### Work to complete:
Go through the material and copy each line that includes "green".

### Provided records:

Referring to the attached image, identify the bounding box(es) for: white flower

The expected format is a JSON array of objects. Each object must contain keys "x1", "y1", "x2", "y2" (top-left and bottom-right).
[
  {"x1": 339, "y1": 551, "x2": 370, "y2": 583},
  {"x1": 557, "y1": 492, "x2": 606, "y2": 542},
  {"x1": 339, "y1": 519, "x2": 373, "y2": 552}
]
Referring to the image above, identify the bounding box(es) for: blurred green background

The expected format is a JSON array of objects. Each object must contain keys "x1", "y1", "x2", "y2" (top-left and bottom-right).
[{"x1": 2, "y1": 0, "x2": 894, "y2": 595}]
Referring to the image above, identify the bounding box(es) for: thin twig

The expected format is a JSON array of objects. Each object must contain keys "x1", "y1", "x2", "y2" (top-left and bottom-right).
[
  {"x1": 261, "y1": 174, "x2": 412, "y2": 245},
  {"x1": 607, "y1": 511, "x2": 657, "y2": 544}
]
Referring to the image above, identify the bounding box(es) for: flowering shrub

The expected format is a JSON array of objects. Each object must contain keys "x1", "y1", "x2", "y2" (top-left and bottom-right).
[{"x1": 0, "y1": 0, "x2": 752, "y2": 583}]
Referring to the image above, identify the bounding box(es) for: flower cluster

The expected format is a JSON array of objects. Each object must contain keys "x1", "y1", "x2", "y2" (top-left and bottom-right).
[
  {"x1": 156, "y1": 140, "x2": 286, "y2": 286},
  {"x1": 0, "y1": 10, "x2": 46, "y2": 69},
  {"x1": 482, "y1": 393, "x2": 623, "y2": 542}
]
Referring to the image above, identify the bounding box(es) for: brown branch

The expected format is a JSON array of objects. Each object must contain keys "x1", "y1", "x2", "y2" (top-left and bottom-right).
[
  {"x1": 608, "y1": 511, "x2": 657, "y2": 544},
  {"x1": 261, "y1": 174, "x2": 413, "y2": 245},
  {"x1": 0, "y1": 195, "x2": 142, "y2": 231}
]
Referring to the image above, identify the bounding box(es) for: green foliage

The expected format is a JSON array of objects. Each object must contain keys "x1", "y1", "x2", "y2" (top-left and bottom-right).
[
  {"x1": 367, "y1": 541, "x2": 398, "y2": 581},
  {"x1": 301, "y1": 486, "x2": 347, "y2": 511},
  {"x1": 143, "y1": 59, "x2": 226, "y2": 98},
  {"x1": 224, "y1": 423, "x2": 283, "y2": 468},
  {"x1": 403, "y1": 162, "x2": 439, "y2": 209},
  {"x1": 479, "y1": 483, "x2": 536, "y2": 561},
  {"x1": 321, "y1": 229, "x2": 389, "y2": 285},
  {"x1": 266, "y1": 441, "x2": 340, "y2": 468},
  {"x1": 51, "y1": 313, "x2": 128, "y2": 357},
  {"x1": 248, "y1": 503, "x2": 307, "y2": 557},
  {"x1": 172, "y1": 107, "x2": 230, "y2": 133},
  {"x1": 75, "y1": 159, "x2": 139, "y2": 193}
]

### Your solution:
Referring to the image above, identify the bounding box(es) for: blurred green background
Referring to the image above, identify the bounding box(es) for: green foliage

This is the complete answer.